(Location identification items)
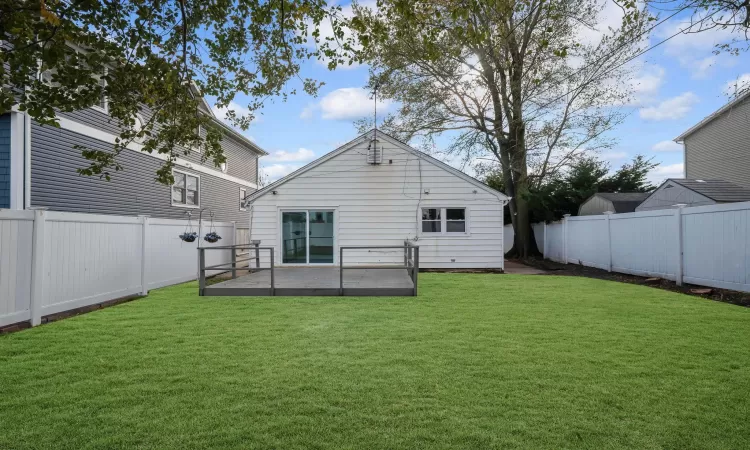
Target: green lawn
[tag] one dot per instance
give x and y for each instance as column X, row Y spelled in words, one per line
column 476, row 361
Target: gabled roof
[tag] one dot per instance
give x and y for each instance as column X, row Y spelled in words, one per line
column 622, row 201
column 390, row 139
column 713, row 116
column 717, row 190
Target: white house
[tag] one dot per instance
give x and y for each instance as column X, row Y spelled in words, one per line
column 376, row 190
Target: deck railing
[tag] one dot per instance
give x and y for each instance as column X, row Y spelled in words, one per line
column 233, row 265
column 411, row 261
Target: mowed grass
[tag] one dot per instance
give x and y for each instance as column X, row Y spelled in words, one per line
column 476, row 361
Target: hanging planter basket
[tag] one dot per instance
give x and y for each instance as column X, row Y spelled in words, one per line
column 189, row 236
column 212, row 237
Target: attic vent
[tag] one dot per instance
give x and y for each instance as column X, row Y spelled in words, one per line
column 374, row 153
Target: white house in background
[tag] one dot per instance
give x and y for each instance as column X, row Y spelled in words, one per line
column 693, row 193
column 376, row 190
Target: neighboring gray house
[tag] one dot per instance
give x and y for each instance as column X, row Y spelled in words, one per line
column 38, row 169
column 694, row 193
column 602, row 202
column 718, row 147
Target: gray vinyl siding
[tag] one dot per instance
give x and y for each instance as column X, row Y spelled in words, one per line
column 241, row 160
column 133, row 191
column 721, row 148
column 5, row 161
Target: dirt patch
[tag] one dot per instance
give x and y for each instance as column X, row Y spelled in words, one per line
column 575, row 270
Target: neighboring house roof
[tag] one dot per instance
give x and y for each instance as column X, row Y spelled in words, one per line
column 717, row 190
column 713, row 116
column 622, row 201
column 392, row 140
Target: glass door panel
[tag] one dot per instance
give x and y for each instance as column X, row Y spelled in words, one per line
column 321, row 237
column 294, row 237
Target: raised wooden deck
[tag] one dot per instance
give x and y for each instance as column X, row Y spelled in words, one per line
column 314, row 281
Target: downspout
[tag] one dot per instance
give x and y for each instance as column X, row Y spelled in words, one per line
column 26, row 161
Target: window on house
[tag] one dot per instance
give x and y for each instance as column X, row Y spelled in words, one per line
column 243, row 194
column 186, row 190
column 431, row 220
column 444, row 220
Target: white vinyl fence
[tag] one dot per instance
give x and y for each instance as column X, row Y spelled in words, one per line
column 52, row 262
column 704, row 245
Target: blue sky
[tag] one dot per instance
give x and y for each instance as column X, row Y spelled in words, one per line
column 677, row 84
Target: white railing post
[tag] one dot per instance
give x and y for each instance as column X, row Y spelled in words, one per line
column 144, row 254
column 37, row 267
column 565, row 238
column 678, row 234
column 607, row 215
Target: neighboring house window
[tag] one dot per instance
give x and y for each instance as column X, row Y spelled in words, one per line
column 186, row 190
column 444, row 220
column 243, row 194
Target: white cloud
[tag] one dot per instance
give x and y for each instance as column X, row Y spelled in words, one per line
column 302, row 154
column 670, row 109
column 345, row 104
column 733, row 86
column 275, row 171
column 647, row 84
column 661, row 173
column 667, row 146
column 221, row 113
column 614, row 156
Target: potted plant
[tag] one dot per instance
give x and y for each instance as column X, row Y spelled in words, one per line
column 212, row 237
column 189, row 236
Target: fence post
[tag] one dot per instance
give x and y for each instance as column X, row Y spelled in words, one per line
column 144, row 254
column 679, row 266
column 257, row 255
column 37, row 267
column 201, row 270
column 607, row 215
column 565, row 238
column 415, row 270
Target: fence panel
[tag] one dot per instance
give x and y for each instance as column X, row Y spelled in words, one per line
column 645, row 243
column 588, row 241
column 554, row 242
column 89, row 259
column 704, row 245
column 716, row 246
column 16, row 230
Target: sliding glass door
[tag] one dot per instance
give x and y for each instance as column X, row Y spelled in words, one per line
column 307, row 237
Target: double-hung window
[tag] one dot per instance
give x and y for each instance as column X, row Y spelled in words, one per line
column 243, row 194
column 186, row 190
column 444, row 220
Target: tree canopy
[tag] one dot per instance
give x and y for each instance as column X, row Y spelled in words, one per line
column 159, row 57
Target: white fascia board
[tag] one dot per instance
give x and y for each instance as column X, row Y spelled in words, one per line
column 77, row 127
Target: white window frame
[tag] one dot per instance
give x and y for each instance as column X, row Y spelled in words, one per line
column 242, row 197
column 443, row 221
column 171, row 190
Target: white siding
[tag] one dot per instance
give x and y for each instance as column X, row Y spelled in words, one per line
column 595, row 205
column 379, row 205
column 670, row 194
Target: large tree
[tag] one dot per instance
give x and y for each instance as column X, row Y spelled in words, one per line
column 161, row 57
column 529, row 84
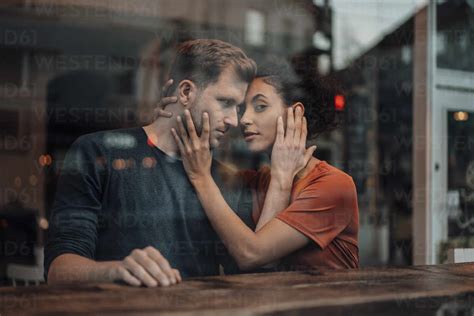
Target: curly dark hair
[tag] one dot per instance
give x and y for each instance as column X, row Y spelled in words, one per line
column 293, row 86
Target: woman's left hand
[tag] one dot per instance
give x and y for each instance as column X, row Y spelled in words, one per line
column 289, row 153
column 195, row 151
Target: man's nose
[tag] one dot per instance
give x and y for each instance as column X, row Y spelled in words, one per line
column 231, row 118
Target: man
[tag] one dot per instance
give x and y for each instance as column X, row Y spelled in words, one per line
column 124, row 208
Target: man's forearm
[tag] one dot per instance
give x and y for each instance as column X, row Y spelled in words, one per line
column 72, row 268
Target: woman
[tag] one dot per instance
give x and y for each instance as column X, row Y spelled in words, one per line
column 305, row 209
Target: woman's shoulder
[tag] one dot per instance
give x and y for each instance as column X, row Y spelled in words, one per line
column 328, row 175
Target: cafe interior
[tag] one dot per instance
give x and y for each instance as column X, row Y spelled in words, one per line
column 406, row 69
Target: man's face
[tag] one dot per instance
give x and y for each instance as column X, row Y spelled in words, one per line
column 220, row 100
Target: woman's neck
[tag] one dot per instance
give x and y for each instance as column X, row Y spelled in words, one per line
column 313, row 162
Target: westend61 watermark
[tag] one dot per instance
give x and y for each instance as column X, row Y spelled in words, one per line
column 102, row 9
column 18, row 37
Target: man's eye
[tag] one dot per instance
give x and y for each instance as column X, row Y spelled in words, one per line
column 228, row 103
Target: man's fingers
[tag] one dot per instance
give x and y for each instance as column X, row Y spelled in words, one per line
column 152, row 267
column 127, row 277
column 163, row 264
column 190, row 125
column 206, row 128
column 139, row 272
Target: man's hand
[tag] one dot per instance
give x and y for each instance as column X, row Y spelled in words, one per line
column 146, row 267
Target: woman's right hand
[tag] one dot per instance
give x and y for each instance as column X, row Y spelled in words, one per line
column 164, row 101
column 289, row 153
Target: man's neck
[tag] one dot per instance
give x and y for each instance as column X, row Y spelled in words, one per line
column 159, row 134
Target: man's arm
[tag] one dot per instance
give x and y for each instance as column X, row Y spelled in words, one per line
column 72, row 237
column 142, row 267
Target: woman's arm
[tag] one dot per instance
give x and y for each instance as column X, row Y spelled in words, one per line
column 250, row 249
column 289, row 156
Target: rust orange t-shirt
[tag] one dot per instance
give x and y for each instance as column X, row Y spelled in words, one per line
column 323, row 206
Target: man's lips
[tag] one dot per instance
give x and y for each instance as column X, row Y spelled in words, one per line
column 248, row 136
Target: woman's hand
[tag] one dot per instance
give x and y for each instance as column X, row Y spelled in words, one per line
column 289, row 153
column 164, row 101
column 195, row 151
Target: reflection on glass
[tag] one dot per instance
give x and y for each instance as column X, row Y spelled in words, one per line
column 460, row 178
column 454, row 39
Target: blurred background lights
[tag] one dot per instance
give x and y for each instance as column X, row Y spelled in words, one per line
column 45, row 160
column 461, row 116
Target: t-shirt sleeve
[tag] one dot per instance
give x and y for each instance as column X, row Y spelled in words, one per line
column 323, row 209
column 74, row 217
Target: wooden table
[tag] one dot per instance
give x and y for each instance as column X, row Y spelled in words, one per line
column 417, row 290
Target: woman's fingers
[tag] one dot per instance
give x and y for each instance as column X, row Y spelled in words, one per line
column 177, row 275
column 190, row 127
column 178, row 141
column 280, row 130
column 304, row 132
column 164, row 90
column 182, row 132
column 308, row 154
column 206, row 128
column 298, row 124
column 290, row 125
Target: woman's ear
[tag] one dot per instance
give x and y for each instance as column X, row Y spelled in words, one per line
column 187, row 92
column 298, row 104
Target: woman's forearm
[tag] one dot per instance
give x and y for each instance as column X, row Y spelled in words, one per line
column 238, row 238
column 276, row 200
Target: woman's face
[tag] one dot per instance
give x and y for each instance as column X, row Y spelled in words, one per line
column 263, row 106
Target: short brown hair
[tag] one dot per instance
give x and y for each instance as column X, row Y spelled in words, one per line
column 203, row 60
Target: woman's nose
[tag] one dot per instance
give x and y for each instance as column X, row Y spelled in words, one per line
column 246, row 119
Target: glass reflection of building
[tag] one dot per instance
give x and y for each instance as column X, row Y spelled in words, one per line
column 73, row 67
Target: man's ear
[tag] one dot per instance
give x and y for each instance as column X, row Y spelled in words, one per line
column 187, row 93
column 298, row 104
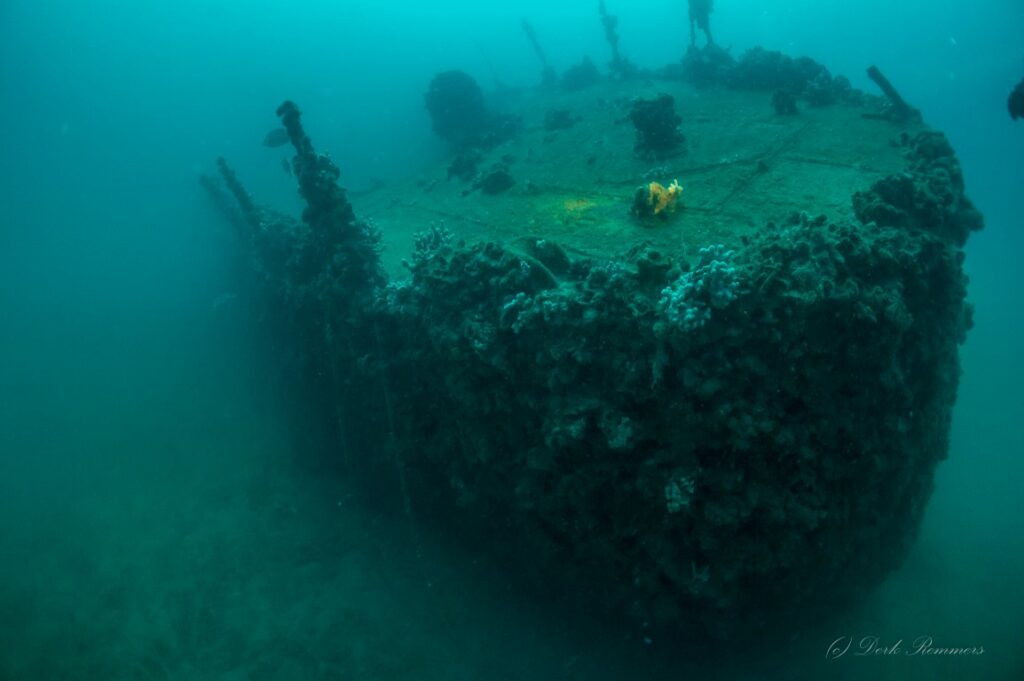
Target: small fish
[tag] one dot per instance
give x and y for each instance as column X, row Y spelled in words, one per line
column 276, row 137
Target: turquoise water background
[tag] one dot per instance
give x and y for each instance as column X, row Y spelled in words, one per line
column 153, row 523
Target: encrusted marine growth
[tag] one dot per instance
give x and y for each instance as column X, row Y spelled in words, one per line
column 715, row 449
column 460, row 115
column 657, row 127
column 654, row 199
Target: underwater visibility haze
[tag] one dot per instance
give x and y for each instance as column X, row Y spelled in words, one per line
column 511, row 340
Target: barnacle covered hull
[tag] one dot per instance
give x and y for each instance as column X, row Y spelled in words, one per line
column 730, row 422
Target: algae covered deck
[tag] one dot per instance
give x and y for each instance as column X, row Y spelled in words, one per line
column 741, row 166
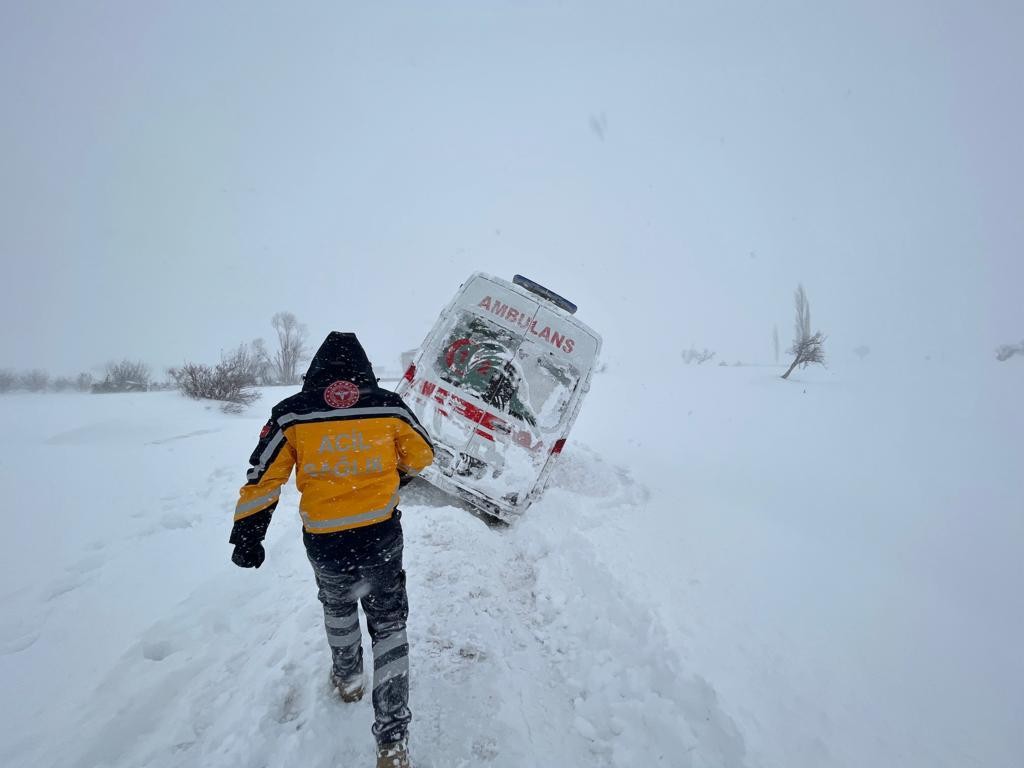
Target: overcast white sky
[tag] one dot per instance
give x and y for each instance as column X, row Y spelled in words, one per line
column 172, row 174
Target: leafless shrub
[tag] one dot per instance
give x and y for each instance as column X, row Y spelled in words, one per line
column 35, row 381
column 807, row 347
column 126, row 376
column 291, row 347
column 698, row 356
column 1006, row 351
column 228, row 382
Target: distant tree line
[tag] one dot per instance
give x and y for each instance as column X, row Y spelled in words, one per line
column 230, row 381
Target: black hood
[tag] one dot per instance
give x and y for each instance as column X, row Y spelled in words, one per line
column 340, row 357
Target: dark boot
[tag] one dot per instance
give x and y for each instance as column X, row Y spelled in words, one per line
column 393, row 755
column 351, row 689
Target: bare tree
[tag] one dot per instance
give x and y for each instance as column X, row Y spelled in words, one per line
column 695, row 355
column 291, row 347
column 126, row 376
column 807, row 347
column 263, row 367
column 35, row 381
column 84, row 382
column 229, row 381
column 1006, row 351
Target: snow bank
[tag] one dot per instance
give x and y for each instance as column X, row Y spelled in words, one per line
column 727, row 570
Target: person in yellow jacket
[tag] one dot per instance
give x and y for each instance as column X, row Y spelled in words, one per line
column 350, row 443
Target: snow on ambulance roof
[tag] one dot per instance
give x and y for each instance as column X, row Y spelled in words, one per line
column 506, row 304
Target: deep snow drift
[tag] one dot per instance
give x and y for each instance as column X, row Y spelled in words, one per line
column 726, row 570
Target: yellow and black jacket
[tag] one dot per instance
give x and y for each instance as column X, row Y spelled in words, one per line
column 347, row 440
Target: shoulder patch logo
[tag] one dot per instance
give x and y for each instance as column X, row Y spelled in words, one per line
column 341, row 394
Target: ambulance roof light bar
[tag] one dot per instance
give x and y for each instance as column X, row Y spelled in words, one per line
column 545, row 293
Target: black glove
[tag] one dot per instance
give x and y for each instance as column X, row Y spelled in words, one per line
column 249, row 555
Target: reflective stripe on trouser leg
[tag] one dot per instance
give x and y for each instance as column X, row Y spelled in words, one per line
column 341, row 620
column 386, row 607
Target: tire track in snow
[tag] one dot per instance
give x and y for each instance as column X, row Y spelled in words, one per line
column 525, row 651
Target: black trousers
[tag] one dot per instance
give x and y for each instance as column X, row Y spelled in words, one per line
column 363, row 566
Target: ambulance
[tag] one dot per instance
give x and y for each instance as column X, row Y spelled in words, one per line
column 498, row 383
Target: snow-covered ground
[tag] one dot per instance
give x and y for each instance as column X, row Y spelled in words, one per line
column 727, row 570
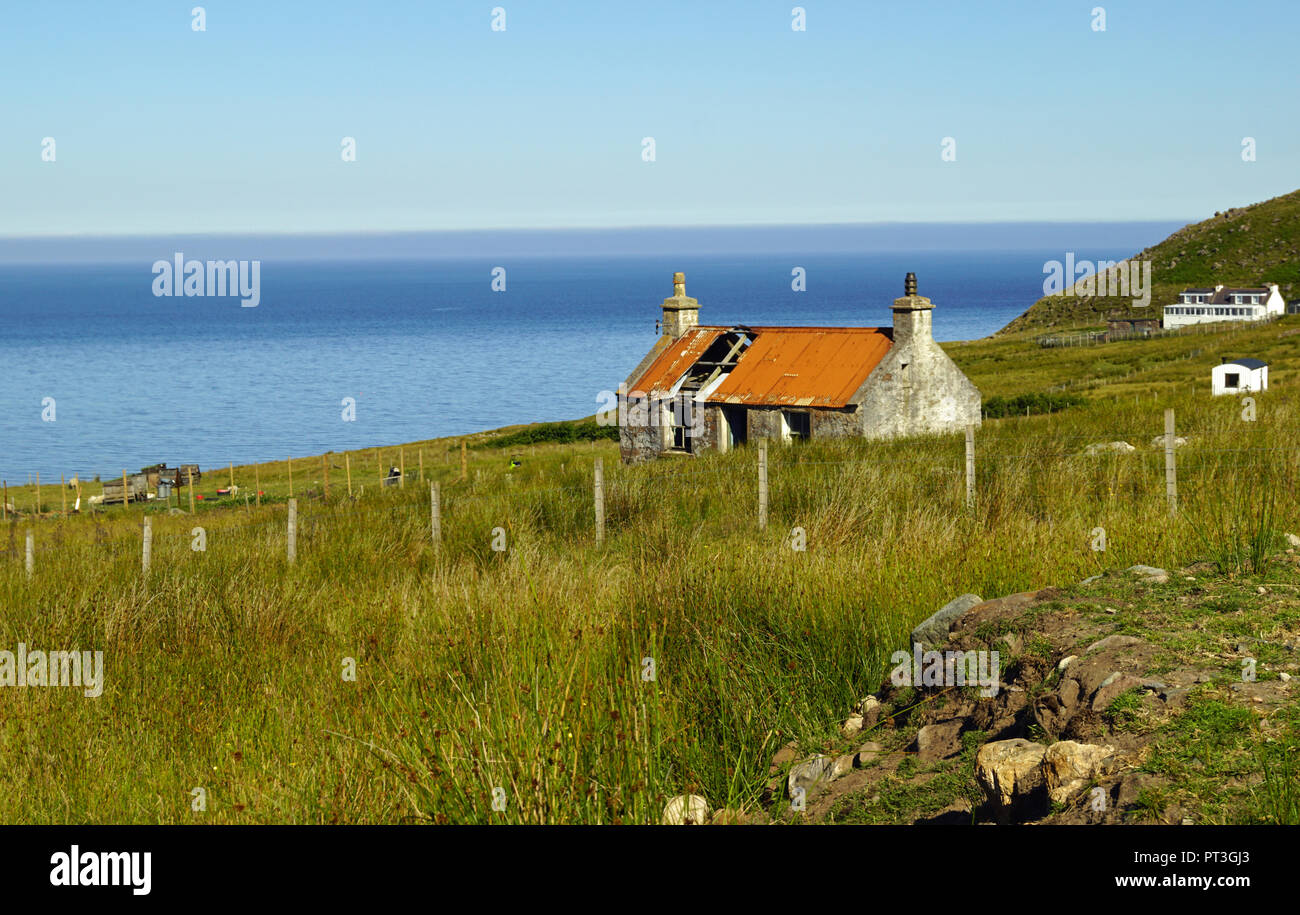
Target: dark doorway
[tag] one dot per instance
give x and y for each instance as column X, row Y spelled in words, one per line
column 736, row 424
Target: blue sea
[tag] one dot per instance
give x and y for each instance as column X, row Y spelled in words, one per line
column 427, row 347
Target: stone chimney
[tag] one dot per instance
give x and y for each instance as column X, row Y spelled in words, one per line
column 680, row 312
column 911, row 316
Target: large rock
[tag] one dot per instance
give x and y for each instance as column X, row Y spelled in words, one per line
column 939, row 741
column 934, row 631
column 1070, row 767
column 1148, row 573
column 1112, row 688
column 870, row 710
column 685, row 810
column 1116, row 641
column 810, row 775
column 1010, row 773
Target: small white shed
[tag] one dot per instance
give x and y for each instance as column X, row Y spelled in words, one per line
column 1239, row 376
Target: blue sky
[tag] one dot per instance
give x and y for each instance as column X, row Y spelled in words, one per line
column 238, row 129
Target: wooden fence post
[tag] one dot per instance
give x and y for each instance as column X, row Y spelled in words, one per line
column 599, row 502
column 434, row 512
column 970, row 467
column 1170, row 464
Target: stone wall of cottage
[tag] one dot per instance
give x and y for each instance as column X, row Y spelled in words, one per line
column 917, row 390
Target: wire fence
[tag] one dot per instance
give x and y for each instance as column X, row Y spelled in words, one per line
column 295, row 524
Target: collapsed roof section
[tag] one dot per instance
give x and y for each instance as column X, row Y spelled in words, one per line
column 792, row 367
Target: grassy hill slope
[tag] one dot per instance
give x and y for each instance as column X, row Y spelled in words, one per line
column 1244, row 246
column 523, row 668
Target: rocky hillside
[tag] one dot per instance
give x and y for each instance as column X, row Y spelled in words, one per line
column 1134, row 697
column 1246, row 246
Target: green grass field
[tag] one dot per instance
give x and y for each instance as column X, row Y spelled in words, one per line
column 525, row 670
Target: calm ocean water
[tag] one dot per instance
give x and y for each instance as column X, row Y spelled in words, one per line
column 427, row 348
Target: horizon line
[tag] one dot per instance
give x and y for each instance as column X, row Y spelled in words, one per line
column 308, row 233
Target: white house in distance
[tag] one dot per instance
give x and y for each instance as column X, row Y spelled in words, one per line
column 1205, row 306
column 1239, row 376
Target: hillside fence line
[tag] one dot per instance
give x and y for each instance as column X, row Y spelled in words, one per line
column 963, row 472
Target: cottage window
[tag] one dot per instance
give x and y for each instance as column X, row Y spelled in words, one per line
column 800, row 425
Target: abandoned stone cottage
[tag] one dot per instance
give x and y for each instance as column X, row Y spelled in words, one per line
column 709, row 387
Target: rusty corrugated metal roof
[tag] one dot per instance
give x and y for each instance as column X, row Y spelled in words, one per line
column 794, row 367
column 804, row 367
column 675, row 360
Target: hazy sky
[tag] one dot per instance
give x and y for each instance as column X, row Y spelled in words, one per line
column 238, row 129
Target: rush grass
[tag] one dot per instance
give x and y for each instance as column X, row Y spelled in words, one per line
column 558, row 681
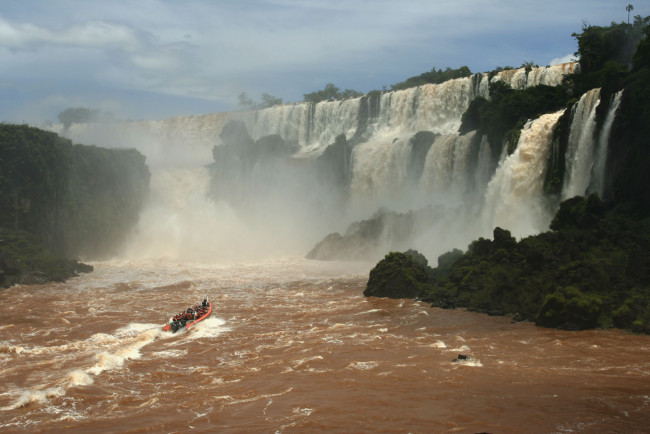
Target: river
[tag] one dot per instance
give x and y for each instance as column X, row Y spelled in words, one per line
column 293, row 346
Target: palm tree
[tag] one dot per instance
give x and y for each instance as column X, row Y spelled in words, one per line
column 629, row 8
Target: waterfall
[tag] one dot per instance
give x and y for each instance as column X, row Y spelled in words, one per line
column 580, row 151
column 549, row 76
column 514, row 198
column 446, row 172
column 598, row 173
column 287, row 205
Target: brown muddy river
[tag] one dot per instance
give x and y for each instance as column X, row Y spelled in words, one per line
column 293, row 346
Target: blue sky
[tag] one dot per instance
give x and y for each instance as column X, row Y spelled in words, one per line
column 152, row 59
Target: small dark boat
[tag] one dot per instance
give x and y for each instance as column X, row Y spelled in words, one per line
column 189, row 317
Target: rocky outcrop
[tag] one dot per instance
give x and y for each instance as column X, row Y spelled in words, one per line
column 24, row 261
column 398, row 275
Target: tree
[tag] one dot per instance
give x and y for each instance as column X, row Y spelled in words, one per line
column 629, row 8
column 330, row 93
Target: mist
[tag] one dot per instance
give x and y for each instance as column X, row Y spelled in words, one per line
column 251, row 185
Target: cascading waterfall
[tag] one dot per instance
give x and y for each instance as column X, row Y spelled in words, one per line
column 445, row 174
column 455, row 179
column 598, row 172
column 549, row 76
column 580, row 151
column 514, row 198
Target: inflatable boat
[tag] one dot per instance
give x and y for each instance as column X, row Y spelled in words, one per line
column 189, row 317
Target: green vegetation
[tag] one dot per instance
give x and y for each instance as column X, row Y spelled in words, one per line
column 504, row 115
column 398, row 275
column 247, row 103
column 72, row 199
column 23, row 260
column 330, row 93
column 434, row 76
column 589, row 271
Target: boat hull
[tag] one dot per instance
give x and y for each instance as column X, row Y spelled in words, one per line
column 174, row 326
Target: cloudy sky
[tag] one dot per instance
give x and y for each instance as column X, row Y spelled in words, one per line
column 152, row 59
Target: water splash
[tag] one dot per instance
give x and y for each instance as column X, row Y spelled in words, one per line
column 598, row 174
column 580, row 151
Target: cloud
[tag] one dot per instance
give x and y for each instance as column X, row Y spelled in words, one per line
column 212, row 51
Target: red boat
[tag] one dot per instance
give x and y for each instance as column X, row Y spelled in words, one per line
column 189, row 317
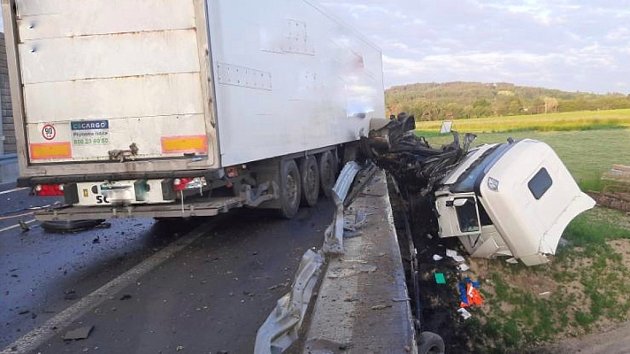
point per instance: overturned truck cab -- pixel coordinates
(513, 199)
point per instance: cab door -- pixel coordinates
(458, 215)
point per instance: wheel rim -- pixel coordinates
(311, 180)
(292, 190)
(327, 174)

**Task prompt:**
Please copy exactly the lines from the one containing "Target: cascading waterfall" through the last line of the records above, both included, and leave out any pictures.

**Expected output:**
Target: cascading waterfall
[tag] one dot per instance
give x and y for each instance as column X, row Y spelled in words, one per line
column 445, row 174
column 455, row 179
column 598, row 172
column 549, row 76
column 580, row 151
column 514, row 198
Target: inflatable boat
[tag] one dot per instance
give x and y for each instance as column X, row Y spelled in words, one per line
column 189, row 317
Target: green vegetation
[tag] one dot per instance
give x and y for each instance as column X, row Y spelled in words, one per line
column 504, row 115
column 398, row 275
column 247, row 103
column 72, row 199
column 23, row 260
column 330, row 93
column 434, row 76
column 589, row 271
Target: boat hull
[tag] one dot per instance
give x and y for each instance as column X, row Y spelled in words, one per line
column 174, row 326
Target: cloudy sky
[tag] one dot per instance
give x and y for each instance as column X, row Y spelled in words, one per line
column 152, row 59
Target: water splash
[tag] one dot per instance
give x and y for each instance as column X, row Y spelled in words, one per line
column 598, row 174
column 580, row 151
Target: cloud
[tag] one dot per instance
give x and y for each instance as column X, row Y spelled in words, one per line
column 212, row 51
Target: red boat
[tag] one dot per instance
give x and y for each instance as column X, row Y spelled in words, one per line
column 189, row 317
point per instance: overturned truck cab -- pixel coordinates
(513, 199)
point per instance: cab door -- pixel coordinates
(458, 215)
point per instance: wheel rim -- pixel coordinates
(311, 180)
(292, 190)
(327, 174)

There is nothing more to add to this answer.